» **Task goal**:
Go through the records and filter out every line lacking the word "bathtub"; copy the lines that remain.

» **Source material**:
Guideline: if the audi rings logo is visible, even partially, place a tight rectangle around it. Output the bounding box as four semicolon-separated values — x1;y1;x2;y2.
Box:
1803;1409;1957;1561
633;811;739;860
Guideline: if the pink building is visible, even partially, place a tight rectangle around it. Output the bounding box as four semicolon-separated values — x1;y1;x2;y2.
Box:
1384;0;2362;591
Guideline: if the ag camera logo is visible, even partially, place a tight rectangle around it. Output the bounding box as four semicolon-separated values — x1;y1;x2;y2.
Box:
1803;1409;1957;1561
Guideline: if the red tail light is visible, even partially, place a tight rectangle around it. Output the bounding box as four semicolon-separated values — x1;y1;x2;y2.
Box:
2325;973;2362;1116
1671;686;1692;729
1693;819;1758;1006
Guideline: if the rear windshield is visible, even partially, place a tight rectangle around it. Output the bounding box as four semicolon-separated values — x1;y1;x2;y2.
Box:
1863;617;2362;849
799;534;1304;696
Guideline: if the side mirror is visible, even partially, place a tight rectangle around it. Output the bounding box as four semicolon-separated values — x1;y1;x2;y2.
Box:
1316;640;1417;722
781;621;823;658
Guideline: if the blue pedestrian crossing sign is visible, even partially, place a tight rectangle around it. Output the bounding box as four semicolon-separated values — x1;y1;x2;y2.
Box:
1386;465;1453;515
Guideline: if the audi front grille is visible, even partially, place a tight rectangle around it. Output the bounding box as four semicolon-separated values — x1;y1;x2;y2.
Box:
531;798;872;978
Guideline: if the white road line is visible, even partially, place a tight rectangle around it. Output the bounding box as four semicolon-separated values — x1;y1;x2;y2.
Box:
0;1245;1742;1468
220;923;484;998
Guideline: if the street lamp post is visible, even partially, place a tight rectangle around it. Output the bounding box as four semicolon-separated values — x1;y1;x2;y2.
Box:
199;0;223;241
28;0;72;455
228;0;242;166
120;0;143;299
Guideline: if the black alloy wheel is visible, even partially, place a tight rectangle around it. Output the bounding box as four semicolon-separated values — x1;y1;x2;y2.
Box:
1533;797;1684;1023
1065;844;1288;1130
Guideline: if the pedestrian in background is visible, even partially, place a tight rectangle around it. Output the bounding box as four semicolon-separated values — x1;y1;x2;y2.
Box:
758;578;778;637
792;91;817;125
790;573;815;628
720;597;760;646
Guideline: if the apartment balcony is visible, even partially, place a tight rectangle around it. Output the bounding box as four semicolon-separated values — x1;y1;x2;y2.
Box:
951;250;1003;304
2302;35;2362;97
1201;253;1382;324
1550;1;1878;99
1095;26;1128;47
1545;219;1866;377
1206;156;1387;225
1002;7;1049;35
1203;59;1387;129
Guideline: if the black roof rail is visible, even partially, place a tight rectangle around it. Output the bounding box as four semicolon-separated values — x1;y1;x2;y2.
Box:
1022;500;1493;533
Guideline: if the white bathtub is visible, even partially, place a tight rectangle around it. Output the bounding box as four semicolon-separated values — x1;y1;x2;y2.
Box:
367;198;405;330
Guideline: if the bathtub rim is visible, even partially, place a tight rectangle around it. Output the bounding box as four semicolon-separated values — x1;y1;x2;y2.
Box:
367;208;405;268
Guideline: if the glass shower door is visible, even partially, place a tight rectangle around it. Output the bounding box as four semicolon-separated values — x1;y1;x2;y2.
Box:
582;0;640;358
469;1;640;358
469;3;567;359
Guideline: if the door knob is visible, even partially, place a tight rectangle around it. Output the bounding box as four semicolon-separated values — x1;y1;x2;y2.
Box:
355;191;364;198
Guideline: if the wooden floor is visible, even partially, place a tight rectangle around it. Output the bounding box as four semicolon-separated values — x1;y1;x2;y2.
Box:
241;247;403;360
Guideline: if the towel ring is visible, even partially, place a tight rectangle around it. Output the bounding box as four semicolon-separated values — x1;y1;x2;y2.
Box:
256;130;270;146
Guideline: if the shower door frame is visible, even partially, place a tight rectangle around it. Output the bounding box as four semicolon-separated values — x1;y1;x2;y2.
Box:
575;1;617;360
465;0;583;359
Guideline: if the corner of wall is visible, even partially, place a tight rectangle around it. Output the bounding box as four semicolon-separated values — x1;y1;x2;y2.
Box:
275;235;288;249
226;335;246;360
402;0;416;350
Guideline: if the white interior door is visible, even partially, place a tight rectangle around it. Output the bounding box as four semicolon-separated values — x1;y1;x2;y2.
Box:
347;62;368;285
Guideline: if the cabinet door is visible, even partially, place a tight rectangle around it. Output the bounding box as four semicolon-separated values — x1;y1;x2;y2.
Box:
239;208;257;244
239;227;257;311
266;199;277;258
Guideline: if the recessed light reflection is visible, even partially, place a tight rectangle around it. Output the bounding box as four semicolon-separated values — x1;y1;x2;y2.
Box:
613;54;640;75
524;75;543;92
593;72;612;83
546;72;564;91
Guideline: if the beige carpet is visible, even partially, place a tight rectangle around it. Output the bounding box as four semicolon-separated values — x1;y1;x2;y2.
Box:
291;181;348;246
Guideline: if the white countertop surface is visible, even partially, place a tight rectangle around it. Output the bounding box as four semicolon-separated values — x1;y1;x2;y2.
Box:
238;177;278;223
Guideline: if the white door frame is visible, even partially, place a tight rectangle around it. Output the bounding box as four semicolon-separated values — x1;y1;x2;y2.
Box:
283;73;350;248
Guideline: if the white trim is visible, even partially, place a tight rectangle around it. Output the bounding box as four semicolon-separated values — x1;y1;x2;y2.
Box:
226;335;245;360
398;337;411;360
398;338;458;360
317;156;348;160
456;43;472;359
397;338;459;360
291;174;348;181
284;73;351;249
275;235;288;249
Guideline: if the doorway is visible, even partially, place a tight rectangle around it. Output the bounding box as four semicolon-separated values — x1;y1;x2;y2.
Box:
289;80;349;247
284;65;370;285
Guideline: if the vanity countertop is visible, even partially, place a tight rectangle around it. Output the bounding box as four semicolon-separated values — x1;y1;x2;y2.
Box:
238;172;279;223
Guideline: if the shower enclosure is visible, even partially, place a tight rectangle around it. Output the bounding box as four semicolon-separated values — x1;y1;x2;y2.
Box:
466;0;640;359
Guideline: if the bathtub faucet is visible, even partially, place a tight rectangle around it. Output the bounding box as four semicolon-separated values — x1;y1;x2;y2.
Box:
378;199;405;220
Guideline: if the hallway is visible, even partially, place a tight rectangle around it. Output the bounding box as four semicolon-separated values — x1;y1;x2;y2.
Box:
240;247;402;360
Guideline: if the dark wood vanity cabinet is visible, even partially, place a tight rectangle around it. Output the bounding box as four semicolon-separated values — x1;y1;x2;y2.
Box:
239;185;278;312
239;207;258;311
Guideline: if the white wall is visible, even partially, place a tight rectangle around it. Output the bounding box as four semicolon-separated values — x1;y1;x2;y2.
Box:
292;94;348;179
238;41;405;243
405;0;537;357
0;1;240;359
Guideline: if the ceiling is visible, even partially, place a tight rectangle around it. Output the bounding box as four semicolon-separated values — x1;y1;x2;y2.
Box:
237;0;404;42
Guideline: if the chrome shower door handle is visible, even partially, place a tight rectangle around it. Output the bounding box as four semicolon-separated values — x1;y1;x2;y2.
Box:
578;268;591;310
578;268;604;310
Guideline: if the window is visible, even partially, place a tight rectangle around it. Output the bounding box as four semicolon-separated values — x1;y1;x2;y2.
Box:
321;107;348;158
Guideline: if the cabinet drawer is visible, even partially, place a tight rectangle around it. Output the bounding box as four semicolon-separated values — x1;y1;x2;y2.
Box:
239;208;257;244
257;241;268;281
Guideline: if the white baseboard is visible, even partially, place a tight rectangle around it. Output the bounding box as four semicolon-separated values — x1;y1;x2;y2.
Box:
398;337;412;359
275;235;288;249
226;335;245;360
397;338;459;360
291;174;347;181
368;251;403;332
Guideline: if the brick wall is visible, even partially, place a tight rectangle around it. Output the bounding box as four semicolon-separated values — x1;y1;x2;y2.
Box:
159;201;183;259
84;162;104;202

» **Your response**:
Guideline: if the white bathtub is visible, even partially, place a tight rectangle around it. Output the bounding box as four semicolon-separated values — x1;y1;x2;y2.
Guideline: if the bathtub rim is visible, even partially, place a tight rectangle around it. Output the bounding box as four semicolon-separated values — x1;y1;x2;y2.
Guideline: if the bathtub faucet is visible, even partially, place a tight rectangle around it. Output the bounding box as four semicolon-separated values — x1;y1;x2;y2.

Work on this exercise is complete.